About this exercise: Omit the images, then output each of the records below exactly.

== Exercise material

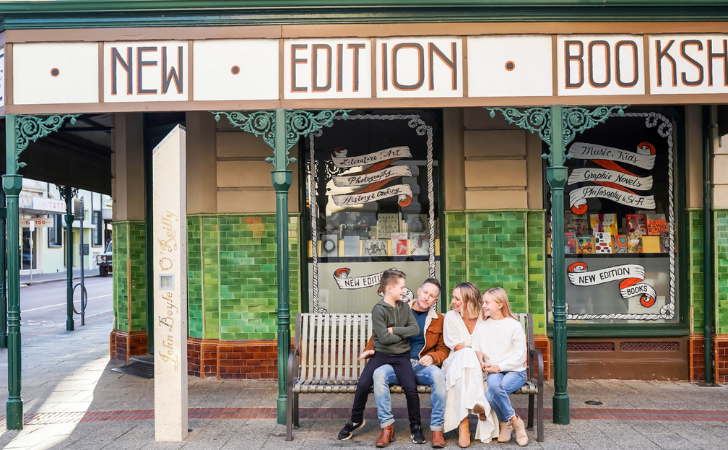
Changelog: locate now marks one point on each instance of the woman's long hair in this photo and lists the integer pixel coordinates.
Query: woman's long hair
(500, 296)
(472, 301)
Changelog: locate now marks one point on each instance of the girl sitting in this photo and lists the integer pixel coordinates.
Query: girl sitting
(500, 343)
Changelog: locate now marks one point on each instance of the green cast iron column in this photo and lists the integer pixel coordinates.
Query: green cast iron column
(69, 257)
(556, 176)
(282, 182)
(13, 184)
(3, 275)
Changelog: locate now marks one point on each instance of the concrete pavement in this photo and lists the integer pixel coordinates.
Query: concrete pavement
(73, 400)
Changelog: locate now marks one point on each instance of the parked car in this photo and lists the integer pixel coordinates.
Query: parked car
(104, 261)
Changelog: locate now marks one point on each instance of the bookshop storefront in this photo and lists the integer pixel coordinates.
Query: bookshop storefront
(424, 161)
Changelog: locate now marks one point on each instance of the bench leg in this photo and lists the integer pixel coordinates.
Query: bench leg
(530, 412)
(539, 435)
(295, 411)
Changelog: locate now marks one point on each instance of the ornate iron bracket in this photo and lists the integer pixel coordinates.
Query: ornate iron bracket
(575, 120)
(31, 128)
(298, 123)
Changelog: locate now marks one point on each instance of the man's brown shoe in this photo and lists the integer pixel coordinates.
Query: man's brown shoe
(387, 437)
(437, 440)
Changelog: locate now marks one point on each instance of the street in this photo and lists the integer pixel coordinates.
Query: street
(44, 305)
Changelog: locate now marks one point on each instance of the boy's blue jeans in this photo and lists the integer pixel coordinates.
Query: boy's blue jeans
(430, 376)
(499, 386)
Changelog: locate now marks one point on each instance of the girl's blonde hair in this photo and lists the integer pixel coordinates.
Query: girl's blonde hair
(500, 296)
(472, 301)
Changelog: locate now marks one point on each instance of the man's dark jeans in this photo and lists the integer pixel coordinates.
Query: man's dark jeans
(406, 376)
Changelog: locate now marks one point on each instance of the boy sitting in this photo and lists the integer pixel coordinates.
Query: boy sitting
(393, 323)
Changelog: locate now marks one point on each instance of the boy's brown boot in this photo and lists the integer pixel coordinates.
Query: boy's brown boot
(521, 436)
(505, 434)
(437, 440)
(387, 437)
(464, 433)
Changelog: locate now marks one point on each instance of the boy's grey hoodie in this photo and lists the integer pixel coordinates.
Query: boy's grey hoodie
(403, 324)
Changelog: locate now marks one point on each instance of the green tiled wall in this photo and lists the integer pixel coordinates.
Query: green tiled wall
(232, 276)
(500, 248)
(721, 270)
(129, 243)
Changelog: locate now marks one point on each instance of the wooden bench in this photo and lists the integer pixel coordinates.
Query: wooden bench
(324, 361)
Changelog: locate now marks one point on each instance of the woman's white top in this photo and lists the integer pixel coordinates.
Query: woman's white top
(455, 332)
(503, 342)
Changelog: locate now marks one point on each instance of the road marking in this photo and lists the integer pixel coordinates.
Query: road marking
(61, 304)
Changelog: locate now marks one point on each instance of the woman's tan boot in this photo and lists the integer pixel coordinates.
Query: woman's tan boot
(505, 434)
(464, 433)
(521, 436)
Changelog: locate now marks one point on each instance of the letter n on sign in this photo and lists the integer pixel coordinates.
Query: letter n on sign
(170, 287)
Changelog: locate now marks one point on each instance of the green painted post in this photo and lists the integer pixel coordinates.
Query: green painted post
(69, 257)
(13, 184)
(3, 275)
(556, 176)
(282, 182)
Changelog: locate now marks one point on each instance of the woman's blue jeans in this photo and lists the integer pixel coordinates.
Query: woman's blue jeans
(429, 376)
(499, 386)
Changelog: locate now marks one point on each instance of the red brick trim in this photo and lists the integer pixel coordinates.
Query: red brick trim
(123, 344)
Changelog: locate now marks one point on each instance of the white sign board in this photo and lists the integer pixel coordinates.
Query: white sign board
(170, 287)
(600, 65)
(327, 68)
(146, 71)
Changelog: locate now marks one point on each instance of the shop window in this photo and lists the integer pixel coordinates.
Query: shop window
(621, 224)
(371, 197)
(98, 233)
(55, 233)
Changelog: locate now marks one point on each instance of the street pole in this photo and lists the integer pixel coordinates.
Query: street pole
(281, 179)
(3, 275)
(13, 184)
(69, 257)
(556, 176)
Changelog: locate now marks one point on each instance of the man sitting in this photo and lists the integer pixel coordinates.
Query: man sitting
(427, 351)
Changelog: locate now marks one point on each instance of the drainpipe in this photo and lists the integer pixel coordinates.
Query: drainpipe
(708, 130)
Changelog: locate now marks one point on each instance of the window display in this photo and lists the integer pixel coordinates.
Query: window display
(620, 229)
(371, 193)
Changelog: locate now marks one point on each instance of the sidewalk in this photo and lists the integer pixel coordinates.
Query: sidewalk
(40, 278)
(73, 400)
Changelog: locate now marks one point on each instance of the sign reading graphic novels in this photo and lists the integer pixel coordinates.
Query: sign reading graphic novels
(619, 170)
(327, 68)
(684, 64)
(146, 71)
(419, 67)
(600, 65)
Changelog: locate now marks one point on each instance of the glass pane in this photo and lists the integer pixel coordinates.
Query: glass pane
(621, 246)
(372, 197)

====

Problem solution:
Changelog: locate now marks one point on each instance of the woman's long hair in this photo and lists the integer pixel coordinates.
Query: woman's long hair
(500, 296)
(472, 301)
Changelog: locate now marks one point on each instance of the girl sitting in this photo and lists the integer pixel coordinates.
Query: girl sitting
(500, 343)
Changelog: locate now marks one point on each instance of the green cast iron column in this photo and lists the integer pixel coordinates.
Query: green cast iron column
(69, 257)
(556, 176)
(282, 182)
(13, 184)
(3, 275)
Changelog: locate now marks one point on each instance of the concrete pavement in this photo and lists the integer pixel coordinates.
Query: concrete pavement
(73, 400)
Changelog: locate now marks one point on each instance of the parked car in this photo and lists the integer pixel coordinates.
Query: parked car
(104, 261)
Changelog: locate now marks one point on each instance of the bookshop storefront in this photo and lists the integer pixel coordinates.
Query: bookshop storefront
(424, 161)
Changelog: locate now marks one point on each instance of the bench leg in this photo and lists the integer pixel coordinates.
Query: bench leg
(530, 412)
(539, 435)
(295, 411)
Changelog: locate now marks one point on each instance of the ornate iron bracket in this photo and lists the integer pixel coordinates.
Query: ornate iron bracket
(575, 120)
(31, 128)
(298, 123)
Changelog: locate now marks one point on each instance of the man's brown shoe in this photo and lists the integer pixel coordinates.
Query: man's brown shoe
(387, 437)
(437, 440)
Changelog: locate now marks one point on each instance of the street in this photo and lists the integer pixel coordinates.
Query: street
(44, 305)
Changelog: locate now marks one point on each instance of the boy's blue jeans in this photo and lists the integer pixel coordinates.
Query: boy's blue jeans
(430, 376)
(499, 386)
Changelog: locate now marks one point on each instance of the girl's blonde hair in this photo and lists the integer pixel coordinates.
Query: girl's blonde hair
(500, 296)
(472, 301)
Changelog: locate now marks one point on each instance of the man's dark jeans in this photo and lists the integer pixel coordinates.
Query: man's dark jeans
(406, 376)
Changelog: locate now marks one point on each instance of the boy sitting in this photo and lists the integer pixel coordinates.
Query: boy sitting
(393, 323)
Changelog: locate now marks one point on each instance of the boy's brown boot in this photo and lists the integer pixel coordinates.
Query: boy's brown boot
(521, 436)
(505, 434)
(437, 440)
(387, 437)
(464, 433)
Changelog: locate now marks one point on each instance of the boy's grey hoodie in this photo and lists the integer pixel coordinates.
Query: boy's grey hoodie
(403, 324)
Changelog: locate now marks one point on each instance of the green tiled wall in this photo and lists the integer pixel coordinates.
Query: green tiled wall
(232, 276)
(500, 248)
(721, 270)
(129, 243)
Changelog: locate now marks one point on each instance of the wooden bench in this photo and lists the integer pixel coordinates.
Query: wooden bench
(324, 361)
Changelog: locate now marks one point on each instance of the woman's white top in this photo and lists the integer pixel coordinates.
Query: woman's white top
(455, 332)
(503, 342)
Changelog: locate now marks one point on each instance of the road marking in this photo and lists the integer pixel coordinates.
Query: road marking
(61, 304)
Changelog: locate now marks one point on each instance of the woman's tan boot in this photo and lists the integer pixel coordinates.
Query: woman's tan boot
(505, 434)
(464, 433)
(521, 436)
Changelog: locate now marks one point on each instance of the letter n on sign in this photo and lists the integer pixel coordinates.
Query: letter n on sign
(170, 287)
Changelog: locate now marks one point on each instance of the green painted post in this photo and lists the integer pixel coordinates.
Query: green painted post
(69, 257)
(13, 184)
(3, 275)
(556, 176)
(282, 182)
Changelog: locate now marks one point on each instance of the woman's blue jeans in this photo and lists the integer pixel coordinates.
Query: woman's blue jeans
(429, 376)
(499, 386)
Changelog: locate now marks one point on each instance of the red brick trim in this photo and lists the integer pixel coordinates.
Query: red brick trim
(123, 344)
Changelog: locate now marks one point on each instance of the white sign board in this photo and lists the integer pixel coordinates.
Query: white sign board
(170, 287)
(600, 65)
(327, 68)
(146, 71)
Changelog: locate now marks one point on each instance of the shop window in this photo and lists the integer pixel coordinates.
Query: shop window
(621, 224)
(371, 197)
(98, 233)
(55, 233)
Changelog: locate now marks one point on each instance of the street pole in this photo and lists the integer pixel coordinates.
Query: street pole
(281, 179)
(3, 275)
(13, 184)
(69, 257)
(556, 176)
Changelog: locate now marks one point on each instance of the man sitting in this photo and lists the integer pixel coordinates.
Query: man sitting
(427, 351)
Changelog: locate now marks one point on each instance of the drainpipe in this photo and lists the integer pixel coordinates.
Query: drainpipe
(708, 130)
Changelog: locate now marks one point on each instance of the window display in this photo and lists the integer pixel coordinates.
Query: window display
(620, 229)
(371, 193)
Changelog: locate now marks one point on each instance of the sidewalk in this photo and lists the integer pixel coordinates.
Query: sidewalk
(40, 278)
(73, 400)
Changelog: locate now marks one point on each instance of the sign reading graphic novels in this photo and lists the integer pixel coordinates.
Query: sign reading graphic novels
(619, 170)
(327, 68)
(684, 64)
(146, 71)
(419, 67)
(600, 65)
Changelog: locate now marks one point on each instance of the glass pane in this photo and lists the integer pixel coordinates.
Query: glass pane
(621, 246)
(372, 197)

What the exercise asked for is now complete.